Studio album by Blockhead
- Released: October 18, 2005
- Genre: Instrumental hip hop
- Length: 54:06
- Label: Ninja Tune
- Producer: Blockhead

Blockhead chronology
| Music by Cavelight (2004) | Downtown Science (2005) | Uncle Tony's Coloring Book (2007) |

= Downtown Science (Blockhead album) =

Downtown Science is the second solo studio album by American hip hop producer Blockhead. It was released on Ninja Tune on October 18, 2005.

==Critical reception==

Chris Ingold of MusicOMH commented that "this is an album to stick on your iPod as you walk through Manhattan at night, even if it's a pretend Manhattan in your home town miles away." Jason Crock of Pitchfork wrote, "Downtown Science could have been a sleek limousine ride through Blockhead's version of New York, but we'll have to settle for an appropriately funky cab ride."

# # #

Exercises:
1. Answer these questions about the Downtown Science album text.
(a) Which label released the album?
(b) For which publication did Chris Ingold write?
(c) Which Blockhead album came right before Downtown Science in the chronology?
2. In the records, swap "instance" for "occurrence" across the stretch from the line containing "Can you find the wooden table?" through the end of the records. Write out those lines again with nothing else changed.

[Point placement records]
# # #

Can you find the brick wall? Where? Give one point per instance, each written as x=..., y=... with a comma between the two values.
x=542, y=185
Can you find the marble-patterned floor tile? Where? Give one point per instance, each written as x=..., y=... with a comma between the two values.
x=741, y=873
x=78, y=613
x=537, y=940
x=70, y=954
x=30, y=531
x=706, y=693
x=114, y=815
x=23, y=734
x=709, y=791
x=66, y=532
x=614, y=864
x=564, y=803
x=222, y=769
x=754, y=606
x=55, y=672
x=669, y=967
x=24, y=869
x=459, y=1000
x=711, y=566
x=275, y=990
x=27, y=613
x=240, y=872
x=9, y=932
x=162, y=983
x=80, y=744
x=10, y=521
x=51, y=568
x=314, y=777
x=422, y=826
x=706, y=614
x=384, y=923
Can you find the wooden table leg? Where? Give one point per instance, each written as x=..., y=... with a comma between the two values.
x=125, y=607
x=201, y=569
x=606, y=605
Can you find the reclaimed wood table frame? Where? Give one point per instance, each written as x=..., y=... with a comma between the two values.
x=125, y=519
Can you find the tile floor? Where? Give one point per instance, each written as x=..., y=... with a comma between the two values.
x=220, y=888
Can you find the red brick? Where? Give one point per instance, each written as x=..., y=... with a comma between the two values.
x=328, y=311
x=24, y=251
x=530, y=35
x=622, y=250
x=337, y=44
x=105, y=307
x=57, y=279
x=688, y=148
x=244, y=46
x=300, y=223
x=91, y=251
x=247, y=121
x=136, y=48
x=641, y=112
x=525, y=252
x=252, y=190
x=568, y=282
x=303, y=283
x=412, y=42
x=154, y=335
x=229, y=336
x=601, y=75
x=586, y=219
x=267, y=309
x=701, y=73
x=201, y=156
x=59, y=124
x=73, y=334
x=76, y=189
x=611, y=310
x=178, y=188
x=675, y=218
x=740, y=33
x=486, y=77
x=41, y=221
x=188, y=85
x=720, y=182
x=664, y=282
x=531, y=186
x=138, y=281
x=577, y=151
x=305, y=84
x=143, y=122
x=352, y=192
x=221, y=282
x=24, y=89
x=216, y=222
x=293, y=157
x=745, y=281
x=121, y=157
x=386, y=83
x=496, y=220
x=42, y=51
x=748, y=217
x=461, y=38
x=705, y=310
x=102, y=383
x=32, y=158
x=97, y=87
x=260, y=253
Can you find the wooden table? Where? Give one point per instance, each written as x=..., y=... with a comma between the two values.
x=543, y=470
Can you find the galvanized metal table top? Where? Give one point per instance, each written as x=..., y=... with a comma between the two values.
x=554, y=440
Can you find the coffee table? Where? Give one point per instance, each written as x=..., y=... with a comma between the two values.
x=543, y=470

# # #

Answers for this exercise:
1.
(a) Ninja Tune
(b) MusicOMH
(c) Music by Cavelight (2004)

2.
Can you find the wooden table? Where? Give one point per occurrence, each written as x=..., y=... with a comma between the two values.
x=543, y=470
Can you find the galvanized metal table top? Where? Give one point per occurrence, each written as x=..., y=... with a comma between the two values.
x=554, y=440
Can you find the coffee table? Where? Give one point per occurrence, each written as x=..., y=... with a comma between the two values.
x=543, y=470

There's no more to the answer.